[DIRECTIVE] Can you write out the lines starting at the first one and ending at the line that contains "x=961 y=434", substituting "marker" for "pointer" and changing nothing else?

[SUPPLIED ENTRIES]
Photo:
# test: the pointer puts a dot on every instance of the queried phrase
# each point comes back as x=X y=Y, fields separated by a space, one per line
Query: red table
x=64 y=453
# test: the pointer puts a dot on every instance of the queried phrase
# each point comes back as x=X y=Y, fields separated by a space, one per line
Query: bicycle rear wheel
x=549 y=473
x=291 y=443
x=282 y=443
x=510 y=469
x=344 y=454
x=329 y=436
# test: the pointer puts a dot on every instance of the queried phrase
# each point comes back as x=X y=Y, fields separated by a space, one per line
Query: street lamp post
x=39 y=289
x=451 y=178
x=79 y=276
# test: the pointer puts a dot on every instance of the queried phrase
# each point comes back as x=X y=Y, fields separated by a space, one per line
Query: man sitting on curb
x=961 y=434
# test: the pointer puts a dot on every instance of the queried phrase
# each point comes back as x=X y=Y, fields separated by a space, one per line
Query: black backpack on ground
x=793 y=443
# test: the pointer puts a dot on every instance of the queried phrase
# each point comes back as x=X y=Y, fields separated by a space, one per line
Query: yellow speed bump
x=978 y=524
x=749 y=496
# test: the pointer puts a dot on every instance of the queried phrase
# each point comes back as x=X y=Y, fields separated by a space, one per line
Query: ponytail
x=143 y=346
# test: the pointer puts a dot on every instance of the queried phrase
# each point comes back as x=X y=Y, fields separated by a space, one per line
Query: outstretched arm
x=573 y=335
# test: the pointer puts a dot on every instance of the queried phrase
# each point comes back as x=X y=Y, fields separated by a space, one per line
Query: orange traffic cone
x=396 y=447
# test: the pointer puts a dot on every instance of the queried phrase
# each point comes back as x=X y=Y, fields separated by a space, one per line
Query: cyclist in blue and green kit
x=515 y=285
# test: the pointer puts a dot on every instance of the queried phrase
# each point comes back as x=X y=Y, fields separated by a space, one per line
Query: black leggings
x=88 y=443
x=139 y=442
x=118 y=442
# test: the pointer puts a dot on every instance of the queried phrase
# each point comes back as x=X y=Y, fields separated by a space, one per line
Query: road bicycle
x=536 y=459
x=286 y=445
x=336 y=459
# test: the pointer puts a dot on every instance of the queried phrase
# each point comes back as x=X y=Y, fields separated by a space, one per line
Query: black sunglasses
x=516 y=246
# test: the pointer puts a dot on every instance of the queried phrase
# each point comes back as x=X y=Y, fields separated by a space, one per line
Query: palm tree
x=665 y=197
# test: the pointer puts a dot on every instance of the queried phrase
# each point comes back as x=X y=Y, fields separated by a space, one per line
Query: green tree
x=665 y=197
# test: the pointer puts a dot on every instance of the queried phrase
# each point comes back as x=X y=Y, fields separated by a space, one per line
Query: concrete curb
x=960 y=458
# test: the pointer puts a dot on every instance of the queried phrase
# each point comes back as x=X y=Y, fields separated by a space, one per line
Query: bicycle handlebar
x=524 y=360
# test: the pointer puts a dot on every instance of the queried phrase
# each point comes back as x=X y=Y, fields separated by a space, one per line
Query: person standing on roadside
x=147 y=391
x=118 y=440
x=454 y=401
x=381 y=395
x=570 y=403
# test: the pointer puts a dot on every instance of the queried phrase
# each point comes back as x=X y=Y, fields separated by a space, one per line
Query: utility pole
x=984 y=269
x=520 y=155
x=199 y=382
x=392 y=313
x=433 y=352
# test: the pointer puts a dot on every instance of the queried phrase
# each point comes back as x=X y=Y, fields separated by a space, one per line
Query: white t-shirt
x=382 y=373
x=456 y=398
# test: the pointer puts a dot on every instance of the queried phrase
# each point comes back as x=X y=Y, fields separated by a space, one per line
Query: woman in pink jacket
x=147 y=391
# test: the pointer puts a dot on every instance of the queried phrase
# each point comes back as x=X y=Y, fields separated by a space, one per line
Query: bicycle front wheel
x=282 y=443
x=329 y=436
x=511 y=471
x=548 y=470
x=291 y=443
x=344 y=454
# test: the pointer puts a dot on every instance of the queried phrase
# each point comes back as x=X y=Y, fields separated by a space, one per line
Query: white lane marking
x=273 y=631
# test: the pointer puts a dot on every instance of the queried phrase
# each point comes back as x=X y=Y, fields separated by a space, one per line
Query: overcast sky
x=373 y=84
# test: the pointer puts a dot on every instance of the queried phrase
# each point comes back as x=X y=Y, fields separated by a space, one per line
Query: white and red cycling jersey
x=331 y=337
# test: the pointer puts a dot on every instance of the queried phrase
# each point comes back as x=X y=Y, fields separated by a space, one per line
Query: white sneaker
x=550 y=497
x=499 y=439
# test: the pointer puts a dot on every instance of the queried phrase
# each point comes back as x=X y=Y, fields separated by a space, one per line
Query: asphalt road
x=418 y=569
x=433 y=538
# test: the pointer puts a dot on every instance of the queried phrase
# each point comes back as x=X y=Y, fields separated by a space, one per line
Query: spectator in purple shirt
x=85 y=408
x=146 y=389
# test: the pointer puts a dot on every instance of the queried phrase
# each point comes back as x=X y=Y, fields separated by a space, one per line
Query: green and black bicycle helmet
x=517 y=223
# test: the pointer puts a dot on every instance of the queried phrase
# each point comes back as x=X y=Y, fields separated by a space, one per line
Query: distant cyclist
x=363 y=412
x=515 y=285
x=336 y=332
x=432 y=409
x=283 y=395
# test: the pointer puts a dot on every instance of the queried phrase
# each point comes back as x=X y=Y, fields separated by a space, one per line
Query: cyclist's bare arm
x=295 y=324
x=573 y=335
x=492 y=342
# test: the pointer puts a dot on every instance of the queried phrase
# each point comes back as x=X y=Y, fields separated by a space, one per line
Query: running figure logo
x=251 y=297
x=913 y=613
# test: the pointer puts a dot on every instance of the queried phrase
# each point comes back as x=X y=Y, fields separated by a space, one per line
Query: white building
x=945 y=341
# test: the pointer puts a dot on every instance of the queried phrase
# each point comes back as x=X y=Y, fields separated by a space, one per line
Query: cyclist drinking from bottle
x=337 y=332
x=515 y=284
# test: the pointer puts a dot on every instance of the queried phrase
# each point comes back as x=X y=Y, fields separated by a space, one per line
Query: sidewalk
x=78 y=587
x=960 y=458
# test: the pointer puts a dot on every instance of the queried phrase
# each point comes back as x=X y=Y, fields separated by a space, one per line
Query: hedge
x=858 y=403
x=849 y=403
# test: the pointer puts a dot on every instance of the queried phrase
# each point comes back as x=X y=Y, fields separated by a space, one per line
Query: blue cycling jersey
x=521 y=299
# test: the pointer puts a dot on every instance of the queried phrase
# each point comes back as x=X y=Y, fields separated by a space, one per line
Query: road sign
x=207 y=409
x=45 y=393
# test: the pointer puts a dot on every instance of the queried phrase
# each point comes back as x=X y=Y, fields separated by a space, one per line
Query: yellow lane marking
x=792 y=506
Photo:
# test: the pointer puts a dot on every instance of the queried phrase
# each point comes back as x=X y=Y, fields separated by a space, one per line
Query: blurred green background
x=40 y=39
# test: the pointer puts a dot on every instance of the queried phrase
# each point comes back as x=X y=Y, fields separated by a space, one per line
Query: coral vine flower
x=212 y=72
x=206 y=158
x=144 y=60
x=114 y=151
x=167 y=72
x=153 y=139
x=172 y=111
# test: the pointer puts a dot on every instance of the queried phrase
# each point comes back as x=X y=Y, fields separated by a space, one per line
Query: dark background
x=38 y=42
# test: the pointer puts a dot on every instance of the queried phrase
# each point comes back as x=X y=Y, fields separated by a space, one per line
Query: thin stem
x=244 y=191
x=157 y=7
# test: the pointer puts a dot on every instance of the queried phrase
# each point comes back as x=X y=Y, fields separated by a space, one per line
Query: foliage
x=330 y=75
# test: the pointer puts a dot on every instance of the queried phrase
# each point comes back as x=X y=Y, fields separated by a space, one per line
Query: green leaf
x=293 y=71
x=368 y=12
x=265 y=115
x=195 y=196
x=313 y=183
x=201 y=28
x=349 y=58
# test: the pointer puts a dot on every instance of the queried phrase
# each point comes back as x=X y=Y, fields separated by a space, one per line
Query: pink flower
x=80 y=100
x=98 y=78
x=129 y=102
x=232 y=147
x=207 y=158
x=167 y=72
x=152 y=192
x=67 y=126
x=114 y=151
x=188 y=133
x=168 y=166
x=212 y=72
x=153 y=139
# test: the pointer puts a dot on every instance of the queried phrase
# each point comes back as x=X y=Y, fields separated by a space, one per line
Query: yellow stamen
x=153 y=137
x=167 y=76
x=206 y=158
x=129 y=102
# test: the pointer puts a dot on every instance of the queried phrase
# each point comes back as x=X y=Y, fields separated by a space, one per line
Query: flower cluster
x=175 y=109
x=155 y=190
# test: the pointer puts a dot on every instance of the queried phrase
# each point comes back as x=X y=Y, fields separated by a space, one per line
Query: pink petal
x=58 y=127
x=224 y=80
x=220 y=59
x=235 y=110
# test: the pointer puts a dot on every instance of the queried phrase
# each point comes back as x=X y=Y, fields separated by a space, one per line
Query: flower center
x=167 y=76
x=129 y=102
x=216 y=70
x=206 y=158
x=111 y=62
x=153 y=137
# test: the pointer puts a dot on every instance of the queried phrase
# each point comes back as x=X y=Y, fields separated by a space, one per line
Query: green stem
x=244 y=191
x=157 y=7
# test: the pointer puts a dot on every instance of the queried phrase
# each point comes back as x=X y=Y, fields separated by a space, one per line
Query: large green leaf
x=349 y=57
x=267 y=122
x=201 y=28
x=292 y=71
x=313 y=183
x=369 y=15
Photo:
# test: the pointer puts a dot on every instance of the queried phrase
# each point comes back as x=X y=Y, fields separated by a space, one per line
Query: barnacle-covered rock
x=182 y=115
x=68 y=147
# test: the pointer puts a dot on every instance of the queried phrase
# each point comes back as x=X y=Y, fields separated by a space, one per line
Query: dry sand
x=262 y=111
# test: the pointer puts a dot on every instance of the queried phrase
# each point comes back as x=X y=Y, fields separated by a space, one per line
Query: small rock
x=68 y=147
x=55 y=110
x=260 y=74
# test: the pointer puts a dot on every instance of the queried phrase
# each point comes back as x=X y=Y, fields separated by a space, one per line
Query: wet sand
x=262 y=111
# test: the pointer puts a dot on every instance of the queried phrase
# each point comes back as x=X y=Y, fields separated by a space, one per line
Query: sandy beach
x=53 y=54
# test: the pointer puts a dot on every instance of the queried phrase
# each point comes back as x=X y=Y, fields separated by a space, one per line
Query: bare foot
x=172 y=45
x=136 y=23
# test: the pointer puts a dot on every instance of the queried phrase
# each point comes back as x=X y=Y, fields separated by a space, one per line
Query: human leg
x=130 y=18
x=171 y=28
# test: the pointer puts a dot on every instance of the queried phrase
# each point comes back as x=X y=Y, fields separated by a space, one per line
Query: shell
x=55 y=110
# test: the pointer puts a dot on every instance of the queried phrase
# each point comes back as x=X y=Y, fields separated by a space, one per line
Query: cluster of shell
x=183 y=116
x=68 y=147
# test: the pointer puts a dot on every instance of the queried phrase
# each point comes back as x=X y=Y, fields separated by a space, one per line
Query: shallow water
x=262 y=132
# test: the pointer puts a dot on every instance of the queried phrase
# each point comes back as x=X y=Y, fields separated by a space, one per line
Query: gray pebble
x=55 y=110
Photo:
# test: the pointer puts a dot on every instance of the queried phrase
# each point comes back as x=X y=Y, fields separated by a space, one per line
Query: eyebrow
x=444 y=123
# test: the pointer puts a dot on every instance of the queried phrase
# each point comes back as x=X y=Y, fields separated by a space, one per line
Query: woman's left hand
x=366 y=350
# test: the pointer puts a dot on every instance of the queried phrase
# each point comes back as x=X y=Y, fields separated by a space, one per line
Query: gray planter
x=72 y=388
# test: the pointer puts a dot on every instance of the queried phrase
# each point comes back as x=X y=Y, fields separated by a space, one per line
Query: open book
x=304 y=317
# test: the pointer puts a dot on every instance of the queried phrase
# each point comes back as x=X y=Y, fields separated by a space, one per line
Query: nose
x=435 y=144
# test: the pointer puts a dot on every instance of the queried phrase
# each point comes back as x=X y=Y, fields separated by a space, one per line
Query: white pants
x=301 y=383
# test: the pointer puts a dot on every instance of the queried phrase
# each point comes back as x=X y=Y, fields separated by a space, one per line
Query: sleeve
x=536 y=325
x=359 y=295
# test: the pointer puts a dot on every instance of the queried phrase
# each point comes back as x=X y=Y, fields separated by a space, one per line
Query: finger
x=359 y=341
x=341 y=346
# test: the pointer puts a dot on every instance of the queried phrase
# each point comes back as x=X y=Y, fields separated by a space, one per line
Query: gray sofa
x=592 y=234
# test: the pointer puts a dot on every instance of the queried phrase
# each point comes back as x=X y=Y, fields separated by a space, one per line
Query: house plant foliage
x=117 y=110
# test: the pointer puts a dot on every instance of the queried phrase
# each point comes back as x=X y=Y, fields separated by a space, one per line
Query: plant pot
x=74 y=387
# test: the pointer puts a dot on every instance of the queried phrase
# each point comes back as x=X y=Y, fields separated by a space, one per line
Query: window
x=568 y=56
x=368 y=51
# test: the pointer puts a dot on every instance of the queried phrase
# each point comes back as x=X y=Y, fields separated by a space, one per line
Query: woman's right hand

[THE COMPLETED TASK]
Photo:
# test: the marker puts a dot on every instance of the queried phrase
# each point comes back as x=X y=Y, fields separated by a space, one per line
Query: red table
x=64 y=453
# test: the marker puts a dot on every instance of the queried phrase
# each point comes back as x=X y=Y, fields separated by a space, one per line
Query: bicycle rear wheel
x=549 y=473
x=291 y=443
x=282 y=443
x=510 y=469
x=344 y=454
x=329 y=436
# test: the marker puts a dot on every instance of the queried phrase
# each point comes back as x=X y=Y, fields separated by a space, one per line
Query: street lamp post
x=39 y=289
x=451 y=178
x=79 y=276
# test: the marker puts a dot on every instance of the queried phrase
# each point comes back as x=X y=Y, fields separated by a space, one per line
Query: man sitting on curb
x=961 y=434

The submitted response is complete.